§ Exercise prompt: In the expected-results text below, copy word for word the part that opens with the words containing "3. Expected Results¶" and closes with "Cross-Entropy with Logits).".

3. Expected Results¶

During training, the model's loss will be a sum of the losses from all individual labels (typically Binary Cross-Entropy with Logits).

After evaluation, the test_metrics dictionary will contain metrics that are averaged across all labels, such as: - test_f1_macro: The F1 score calculated independently for each label and then averaged. It treats all labels equally. - test_f1_micro: The F1 score calculated globally by counting the total true positives, false negatives, and false positives across all labels. - test_accuracy: The subset accuracy, which is a strict metric that considers a prediction correct only if all labels for a given sequence are correctly predicted.

Additionally, the output might include per-label metrics, allowing you to see how well the model performs on each individual task.

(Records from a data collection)
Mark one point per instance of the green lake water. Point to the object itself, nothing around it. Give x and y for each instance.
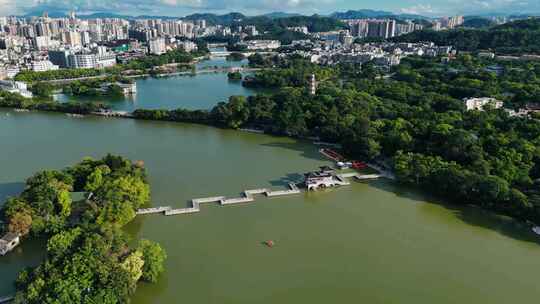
(172, 92)
(367, 243)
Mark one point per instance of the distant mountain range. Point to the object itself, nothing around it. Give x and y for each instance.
(231, 17)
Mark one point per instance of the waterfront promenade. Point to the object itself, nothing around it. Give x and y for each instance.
(247, 197)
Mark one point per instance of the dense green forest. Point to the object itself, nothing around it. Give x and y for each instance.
(89, 258)
(414, 122)
(142, 66)
(518, 37)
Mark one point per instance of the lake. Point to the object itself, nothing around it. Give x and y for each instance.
(202, 91)
(372, 242)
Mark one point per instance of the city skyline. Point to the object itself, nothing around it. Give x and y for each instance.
(250, 7)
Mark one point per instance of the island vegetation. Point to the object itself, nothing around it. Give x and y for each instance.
(89, 258)
(414, 122)
(235, 76)
(46, 103)
(141, 66)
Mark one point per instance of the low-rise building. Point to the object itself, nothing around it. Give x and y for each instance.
(262, 44)
(480, 103)
(156, 46)
(324, 178)
(17, 87)
(8, 242)
(43, 66)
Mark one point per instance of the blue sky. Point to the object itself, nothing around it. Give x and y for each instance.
(252, 7)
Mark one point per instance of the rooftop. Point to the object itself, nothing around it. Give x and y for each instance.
(8, 237)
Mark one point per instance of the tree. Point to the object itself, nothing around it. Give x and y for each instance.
(133, 264)
(154, 257)
(20, 223)
(59, 244)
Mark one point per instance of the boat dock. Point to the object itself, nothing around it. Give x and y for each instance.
(248, 197)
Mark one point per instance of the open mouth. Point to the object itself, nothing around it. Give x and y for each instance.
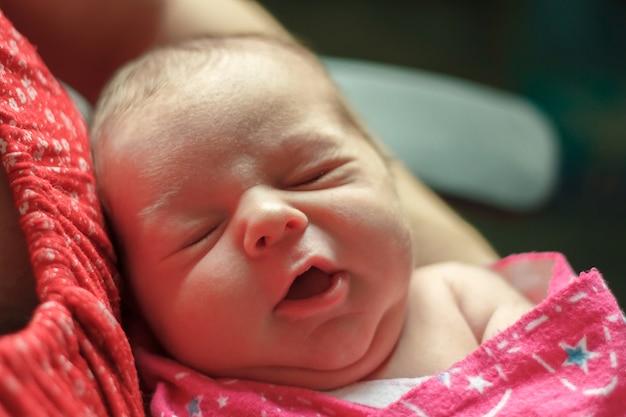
(310, 283)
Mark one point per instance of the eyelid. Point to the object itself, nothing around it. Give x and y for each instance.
(318, 173)
(201, 236)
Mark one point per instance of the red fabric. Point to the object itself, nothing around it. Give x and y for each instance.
(73, 358)
(564, 358)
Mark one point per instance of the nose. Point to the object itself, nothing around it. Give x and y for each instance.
(268, 219)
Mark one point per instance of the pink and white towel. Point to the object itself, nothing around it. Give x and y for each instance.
(566, 357)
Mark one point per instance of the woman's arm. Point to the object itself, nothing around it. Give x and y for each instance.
(83, 42)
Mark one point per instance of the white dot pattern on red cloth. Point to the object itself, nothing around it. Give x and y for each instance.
(73, 358)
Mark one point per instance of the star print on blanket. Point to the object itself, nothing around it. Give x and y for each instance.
(73, 358)
(566, 357)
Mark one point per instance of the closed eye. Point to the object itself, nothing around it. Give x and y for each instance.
(202, 236)
(324, 176)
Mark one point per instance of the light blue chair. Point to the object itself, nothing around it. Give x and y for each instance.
(462, 139)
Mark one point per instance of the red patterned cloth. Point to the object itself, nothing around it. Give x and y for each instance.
(73, 359)
(566, 357)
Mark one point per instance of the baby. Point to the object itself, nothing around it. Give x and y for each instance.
(259, 228)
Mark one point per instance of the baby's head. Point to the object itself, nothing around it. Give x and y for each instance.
(257, 224)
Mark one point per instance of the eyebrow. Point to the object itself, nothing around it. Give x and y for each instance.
(162, 201)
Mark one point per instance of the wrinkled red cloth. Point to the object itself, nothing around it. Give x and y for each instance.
(566, 357)
(73, 359)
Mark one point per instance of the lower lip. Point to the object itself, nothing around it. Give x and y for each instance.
(307, 307)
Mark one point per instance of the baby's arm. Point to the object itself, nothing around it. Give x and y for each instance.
(488, 303)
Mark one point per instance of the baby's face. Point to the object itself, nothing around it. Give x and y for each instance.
(262, 234)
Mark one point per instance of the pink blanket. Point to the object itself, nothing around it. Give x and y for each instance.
(566, 357)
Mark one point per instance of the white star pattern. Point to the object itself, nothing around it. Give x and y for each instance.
(478, 383)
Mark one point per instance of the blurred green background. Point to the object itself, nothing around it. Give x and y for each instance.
(567, 56)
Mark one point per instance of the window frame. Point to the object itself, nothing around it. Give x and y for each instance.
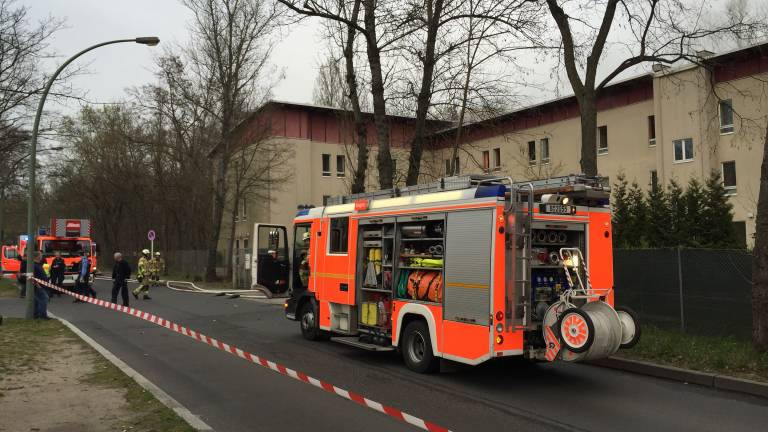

§ Result of this task:
3. Expected Results¶

During training, the model's loss will be a sum of the losses from all individual labels (typically Binary Cross-Entropy with Logits).